— START —

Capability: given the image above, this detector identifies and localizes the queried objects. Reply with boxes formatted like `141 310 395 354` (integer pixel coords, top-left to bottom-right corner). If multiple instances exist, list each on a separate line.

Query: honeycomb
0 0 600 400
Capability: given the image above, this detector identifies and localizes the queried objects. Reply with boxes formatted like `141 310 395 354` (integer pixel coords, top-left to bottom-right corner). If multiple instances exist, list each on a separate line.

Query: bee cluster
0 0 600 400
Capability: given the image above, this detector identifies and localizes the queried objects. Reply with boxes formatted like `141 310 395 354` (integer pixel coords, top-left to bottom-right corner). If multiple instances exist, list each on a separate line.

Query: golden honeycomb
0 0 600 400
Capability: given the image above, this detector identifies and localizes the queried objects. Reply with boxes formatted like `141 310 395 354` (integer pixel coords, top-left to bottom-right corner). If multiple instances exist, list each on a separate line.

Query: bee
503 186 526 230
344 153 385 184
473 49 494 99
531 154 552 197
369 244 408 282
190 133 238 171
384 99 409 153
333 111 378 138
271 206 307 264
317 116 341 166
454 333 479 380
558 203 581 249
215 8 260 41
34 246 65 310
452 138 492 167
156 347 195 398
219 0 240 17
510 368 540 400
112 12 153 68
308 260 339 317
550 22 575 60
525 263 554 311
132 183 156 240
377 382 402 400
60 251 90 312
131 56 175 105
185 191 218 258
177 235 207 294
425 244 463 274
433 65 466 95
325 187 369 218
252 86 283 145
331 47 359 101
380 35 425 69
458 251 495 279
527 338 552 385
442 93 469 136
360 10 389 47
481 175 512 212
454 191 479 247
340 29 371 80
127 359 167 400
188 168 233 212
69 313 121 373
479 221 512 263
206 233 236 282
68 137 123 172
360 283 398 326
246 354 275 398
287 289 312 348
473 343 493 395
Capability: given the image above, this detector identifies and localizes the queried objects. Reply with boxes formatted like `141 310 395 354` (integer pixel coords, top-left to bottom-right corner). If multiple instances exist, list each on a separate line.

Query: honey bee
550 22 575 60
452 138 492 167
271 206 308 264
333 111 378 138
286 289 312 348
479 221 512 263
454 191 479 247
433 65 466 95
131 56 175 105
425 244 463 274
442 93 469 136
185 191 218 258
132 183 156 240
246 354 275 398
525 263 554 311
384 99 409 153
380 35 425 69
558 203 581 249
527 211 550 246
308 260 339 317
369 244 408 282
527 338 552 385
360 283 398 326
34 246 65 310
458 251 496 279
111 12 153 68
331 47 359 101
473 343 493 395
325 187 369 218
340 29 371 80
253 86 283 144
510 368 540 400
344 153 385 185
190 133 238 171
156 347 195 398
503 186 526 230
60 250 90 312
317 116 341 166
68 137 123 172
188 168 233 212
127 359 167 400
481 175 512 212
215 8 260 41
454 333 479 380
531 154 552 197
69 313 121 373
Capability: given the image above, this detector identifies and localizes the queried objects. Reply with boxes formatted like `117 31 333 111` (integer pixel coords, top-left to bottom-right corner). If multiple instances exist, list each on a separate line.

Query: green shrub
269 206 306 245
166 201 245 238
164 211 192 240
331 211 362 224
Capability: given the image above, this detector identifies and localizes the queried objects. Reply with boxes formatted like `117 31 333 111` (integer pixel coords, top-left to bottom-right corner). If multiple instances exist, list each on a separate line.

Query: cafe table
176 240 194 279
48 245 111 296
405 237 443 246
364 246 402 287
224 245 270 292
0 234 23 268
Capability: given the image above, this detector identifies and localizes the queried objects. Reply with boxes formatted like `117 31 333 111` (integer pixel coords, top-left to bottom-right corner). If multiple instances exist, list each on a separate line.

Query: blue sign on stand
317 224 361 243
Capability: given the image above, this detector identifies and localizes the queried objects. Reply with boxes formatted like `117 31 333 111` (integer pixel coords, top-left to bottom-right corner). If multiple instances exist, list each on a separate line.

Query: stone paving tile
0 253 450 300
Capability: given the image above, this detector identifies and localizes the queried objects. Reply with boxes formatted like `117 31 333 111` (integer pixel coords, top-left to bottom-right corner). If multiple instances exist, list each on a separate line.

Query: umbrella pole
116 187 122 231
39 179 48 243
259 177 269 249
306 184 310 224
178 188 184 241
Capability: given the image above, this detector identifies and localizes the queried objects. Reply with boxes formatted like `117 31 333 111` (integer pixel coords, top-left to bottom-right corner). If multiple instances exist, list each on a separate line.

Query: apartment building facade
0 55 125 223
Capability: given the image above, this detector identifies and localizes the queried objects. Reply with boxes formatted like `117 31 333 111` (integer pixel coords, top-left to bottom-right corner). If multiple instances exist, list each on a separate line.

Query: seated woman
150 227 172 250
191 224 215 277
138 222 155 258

— END —

**Instructions to follow**
Extract each line of the listing above that contains the string "Query", matching uppercase and lowercase letters exactly.

**The response**
Query: honeycomb
Query: bee cluster
Query: golden honeycomb
Query: bee
Query: honey bee
Query: green shrub
Query: cafe table
Query: blue sign on stand
Query: stone paving tile
Query: umbrella pole
Query: apartment building facade
Query: seated woman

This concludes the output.